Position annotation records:

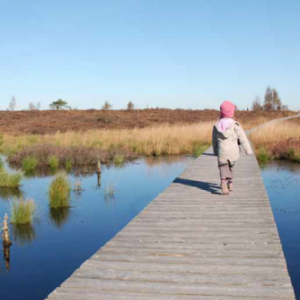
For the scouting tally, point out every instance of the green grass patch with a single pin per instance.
(10, 180)
(119, 159)
(59, 192)
(263, 155)
(22, 212)
(29, 164)
(53, 162)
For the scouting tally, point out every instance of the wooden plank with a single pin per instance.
(191, 243)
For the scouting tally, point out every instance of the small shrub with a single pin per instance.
(130, 105)
(263, 155)
(106, 105)
(53, 162)
(1, 164)
(68, 165)
(29, 164)
(118, 159)
(22, 212)
(8, 180)
(59, 192)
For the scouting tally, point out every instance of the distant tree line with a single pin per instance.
(272, 102)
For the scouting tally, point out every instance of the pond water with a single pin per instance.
(45, 254)
(282, 181)
(42, 256)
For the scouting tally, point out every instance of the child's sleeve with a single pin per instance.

Exercise brief :: Rewrite every line of the records above with "scouting tally" swapped for "survey count" and nothing else changed. Leave the pictures out.

Response to the exercise ::
For the survey count, point out every instance of the green grass patch with a single pin per instance.
(10, 180)
(119, 159)
(59, 192)
(263, 155)
(22, 212)
(29, 164)
(53, 162)
For the survey count, point out every instance of the wooden plank with a single pin per instance.
(191, 243)
For the survey count, point out every instance of the small shrub with a single pin per instance.
(130, 105)
(263, 155)
(106, 105)
(53, 162)
(1, 164)
(68, 165)
(29, 164)
(118, 159)
(22, 212)
(8, 180)
(59, 192)
For the survey count, point out every instance of the distant tree line with a single pin per instance.
(272, 102)
For the survey count, point out every instance of the pond water with a single pin per instance.
(45, 254)
(282, 181)
(42, 256)
For the survey count, point out every instance of the child's sleeve with a single pin per instance.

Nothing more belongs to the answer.